■ ATTIVITÀ RICHIESTA: Trascrivi senza modifiche la parte del brano sull'anidride carbonica che va dalle parole "Lotta all’anidride carbonica, una" fino alle parole "milioni di tonnellate.", queste comprese.

■ BRANO FORNITO:
+++++

Lotta all’anidride carbonica, una sfida ancora aperta

Cattive notizie per la qualità della nostra aria. Secondo il rapporto “ Global Energy and CO2 Status Report, 2017” diffuso dall’Agenzia internazionale dell’energia (Aie) le emissioni di Co2 nel mondo sono aumentate dell’1,4%, pari a 460 milioni di tonnellate.

Si tratta del dato più alto degli ultimi 15 anni, anche se vengono registrati esempi positivi di sostenibilità fra singoli paesi. L’aumento di anidride carbonica è la conseguenza del massiccio utilizzo del combustibile e carburante fossile come il petrolio o addirittura il carbone. Potenze come gli Stati Uniti e la Cina hanno aumentato la produzione di energia rinnovabile come il fotovoltaico o l’eolico, ma rimane ancora molta strada da fare.

I rischi dell’aumento

Lo studio dell’Aie evidenzia che nel 2017 è aumentata la domanda di energia del 2,1%, rispetto a una media dello 0,9% degli ultimi cinque anni. Questa crescita si è registrata in paesi con un forte sviluppo economico come l’India e la Cina e nazioni in via di sviluppo del continente africano. Per rispondere a questa richiesta però si sono usate le energie fossili, ossia il 70% della produzione di energia complessiva. L’anidride carbonica presente nell’aria trattiene il sole, provocando l’effetto serra e l’innalzamento della temperatura del pianeta. Oltre allo scioglimento di ghiacciai e la conseguente salita del livello del mare, l’anidrire carbonica causa danni a chi la respira. Per l’Organizzazione mondiale della sanità  l’aria inquinata  ha causato più di 7 milioni di morti nelle 4.300 città campionate in cento Paesi diversi, provocando il 24% di tutte le morti per attacco cardiaco, il 25% degli ictus letali, il 43% delle morti per malattie polmonari ostruttive e il 29% dei tumori al polmone.

+++++

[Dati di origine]
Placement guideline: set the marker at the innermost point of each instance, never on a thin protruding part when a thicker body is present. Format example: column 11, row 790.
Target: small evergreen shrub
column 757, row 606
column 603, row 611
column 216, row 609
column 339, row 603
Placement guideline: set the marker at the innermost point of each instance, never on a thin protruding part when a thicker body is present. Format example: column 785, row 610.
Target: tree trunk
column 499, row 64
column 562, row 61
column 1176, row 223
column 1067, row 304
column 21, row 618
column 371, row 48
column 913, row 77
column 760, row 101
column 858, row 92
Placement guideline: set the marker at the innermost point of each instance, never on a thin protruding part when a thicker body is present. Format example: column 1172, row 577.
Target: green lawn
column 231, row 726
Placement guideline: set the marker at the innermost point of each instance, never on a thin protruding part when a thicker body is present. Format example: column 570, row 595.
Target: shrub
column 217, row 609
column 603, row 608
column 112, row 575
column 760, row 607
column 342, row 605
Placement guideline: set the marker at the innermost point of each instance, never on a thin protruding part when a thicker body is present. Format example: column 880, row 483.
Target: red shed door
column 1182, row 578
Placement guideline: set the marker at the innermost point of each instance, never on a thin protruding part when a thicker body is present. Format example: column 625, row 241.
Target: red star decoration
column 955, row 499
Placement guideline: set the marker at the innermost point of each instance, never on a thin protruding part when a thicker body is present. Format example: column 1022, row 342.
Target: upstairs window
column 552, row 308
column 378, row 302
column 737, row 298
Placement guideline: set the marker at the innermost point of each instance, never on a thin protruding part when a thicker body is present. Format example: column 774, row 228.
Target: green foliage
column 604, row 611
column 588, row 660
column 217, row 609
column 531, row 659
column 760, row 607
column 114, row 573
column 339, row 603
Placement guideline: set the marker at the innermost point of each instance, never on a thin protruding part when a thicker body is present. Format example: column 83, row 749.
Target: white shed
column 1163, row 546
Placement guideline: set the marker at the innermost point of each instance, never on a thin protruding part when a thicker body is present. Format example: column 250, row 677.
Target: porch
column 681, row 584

+++++

■ ESITO DEL COMPITO:
Lotta all’anidride carbonica, una sfida ancora aperta

Cattive notizie per la qualità della nostra aria. Secondo il rapporto “ Global Energy and CO2 Status Report, 2017” diffuso dall’Agenzia internazionale dell’energia (Aie) le emissioni di Co2 nel mondo sono aumentate dell’1,4%, pari a 460 milioni di tonnellate.